-- START Quoted passage --

Rust Proc Macros: A Beginner's Journey
Who am I and what is this post about
Recently I started working professionally with Rust and it wasn't long before I stumbled upon proc macros. I had to make some changes to a relatively complex (for me) macro which generates traits and implementations for them. Reading about macros (and especially proc macros) in Rust created some associations with C++ metaprogramming which is not exactly my cup of tea. As a result I was determined not to enjoy the task. However it turned out that proc macros aren't that bad. They are very different from the regular Rust one sees every day but they are not black magic. And you can do useful stuff with them.
So why this post? There are a lot of resources for learning proc macros out there. I've read some of them but despite that there were things which just didn't click for me in the beginning. I needed something more to reach the 'now this makes sense' moment. So after gaining some knowledge I decided to write this post and share my experience. And more specifically - the things I didn't initially understand.

-- END Quoted passage --

◆ Problems and tasks ◆
**a)** Reproduce the portion of the Rust proc macros post that opens with the words containing "So why this" and closes with "didn't initially understand.".
**b)** Pick up the Rust proc macros post after its last sentence and continue writing it.
The lines after this point come from a separate source.

-- START Records shown --

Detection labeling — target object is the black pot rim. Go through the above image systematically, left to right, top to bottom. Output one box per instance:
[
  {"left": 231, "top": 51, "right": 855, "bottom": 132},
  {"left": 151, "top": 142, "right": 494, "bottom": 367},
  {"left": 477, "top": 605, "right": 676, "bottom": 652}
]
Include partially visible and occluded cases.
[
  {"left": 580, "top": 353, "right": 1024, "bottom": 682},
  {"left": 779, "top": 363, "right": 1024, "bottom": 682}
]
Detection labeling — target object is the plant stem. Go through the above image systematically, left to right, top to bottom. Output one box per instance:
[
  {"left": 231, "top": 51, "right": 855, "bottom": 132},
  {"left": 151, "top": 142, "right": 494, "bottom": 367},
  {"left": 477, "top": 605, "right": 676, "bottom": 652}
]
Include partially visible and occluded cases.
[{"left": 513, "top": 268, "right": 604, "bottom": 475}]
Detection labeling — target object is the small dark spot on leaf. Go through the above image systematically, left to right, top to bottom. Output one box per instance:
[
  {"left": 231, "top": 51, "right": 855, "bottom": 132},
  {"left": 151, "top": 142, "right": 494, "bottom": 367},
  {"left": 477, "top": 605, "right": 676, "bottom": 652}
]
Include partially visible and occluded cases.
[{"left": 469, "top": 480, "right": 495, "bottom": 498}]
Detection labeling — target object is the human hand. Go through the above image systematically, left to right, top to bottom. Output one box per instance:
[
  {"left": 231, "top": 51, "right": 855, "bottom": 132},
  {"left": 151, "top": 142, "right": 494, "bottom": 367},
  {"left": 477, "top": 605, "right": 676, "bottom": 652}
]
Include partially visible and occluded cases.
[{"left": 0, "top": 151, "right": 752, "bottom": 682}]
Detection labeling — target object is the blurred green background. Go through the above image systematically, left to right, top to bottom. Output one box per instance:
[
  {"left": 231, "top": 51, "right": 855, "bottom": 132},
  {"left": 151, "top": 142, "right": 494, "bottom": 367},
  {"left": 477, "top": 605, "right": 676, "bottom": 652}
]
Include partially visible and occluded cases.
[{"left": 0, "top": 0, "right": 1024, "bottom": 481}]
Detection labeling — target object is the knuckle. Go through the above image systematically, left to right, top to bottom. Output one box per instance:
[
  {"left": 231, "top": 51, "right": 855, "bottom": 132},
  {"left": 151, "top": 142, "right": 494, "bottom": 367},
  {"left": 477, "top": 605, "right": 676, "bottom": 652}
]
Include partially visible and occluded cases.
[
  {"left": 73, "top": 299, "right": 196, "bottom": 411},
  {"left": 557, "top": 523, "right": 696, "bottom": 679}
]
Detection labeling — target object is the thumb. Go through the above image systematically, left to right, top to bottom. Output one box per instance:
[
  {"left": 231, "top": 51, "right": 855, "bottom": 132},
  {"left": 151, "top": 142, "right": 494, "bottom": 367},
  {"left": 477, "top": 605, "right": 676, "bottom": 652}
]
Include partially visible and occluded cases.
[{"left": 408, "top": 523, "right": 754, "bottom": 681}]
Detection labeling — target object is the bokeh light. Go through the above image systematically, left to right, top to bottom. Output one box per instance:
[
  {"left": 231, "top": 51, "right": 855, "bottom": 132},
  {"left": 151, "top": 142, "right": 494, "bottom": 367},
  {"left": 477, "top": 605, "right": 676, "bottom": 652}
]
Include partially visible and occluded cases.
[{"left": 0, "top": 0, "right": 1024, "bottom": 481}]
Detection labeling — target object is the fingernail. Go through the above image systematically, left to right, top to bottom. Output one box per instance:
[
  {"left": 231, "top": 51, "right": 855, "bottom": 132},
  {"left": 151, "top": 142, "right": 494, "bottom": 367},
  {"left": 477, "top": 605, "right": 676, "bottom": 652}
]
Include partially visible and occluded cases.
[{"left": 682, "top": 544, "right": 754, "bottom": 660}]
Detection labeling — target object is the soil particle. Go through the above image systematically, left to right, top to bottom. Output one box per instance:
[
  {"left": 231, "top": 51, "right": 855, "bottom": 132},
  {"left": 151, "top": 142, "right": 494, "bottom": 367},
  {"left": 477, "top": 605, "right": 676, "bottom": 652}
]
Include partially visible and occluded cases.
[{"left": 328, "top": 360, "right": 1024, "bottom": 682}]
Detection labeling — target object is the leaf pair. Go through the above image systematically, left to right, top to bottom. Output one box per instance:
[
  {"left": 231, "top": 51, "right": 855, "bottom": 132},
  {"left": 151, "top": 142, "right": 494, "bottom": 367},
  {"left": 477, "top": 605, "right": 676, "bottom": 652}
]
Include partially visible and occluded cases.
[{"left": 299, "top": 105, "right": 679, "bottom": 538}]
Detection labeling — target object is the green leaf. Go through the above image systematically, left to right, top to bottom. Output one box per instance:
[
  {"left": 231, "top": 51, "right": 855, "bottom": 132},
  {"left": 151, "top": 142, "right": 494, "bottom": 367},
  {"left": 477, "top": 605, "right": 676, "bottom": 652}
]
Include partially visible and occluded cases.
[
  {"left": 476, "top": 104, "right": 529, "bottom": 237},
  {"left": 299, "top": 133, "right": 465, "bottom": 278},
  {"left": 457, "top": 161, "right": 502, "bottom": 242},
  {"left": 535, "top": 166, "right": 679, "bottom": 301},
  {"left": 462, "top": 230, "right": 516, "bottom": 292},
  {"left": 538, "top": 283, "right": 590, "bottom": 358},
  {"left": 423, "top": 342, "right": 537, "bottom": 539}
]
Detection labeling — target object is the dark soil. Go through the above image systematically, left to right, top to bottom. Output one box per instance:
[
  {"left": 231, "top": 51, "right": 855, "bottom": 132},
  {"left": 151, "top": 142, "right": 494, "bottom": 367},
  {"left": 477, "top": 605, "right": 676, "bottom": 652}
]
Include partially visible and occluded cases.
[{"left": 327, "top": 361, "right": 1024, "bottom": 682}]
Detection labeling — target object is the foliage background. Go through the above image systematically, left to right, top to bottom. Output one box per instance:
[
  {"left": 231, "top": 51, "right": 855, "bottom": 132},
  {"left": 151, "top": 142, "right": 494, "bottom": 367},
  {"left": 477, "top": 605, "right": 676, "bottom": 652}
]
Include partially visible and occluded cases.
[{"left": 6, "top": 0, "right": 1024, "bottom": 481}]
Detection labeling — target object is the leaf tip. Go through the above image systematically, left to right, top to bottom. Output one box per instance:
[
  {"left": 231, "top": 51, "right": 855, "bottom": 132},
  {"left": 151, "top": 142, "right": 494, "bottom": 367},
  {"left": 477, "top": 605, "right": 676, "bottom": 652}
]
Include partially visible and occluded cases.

-- END Records shown --

◆ Response list ◆
**a)**
So why this post? There are a lot of resources for learning proc macros out there. I've read some of them but despite that there were things which just didn't click for me in the beginning. I needed something more to reach the 'now this makes sense' moment. So after gaining some knowledge I decided to write this post and share my experience. And more specifically - the things I didn't initially understand.

**b)**
Should you read it? The short answer is NO :). If you aren't a complete proc macro newbie - there is nothing for you here. I'll be very grateful if you want to read it and share your feedback/advise. But don't be disappointed if you expect to learn something new and you only see obvious stuff. If you are just starting to learn proc macros this post might help. But people are different - hard things for me are maybe easy for you and the other way around.
Learning about proc macros
There are a lot of good sources for learning about Rust's proc-macros. I can recommend two freely available ones:
- The Rust Programming Language - the official Rust book which is freely available online. Ch. 19 is dedicated to macros. Contains a detailed walk-through on how to write a derive macro. Explains syn and quote a little.
- The Rust Reference - explains the different types of macros and has got code samples for each of them. I find this very useful as general reference.
I've also found this post on LogRocket's blog very helpful.
You can read all day long about proc macros but you won't get anywhere until you start writing code. Fork Rust Latam: procedural macros workshop by David Tolnay, read the instructions and do the exercises. You'll not regret it.
What I wish I knew about proc-macros in advance
As I already mentioned proc-macros are different and require some mind shift. It's hard to write and exhaustive list of shifts so I'll share some which helped me.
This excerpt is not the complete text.